[Opening Provided material section]

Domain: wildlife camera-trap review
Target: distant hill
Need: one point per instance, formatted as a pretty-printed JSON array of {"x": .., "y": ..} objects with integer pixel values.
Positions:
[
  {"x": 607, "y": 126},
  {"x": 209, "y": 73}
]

[Closing Provided material section]

What needs to be done
The answer should consist solely of the lines from the one that contains "Target: distant hill" through the end of the material above, copied exactly.

Answer space
Target: distant hill
Need: one point per instance, formatted as a pretty-printed JSON array of {"x": .., "y": ..} objects with integer pixel values.
Positions:
[
  {"x": 607, "y": 126},
  {"x": 209, "y": 73}
]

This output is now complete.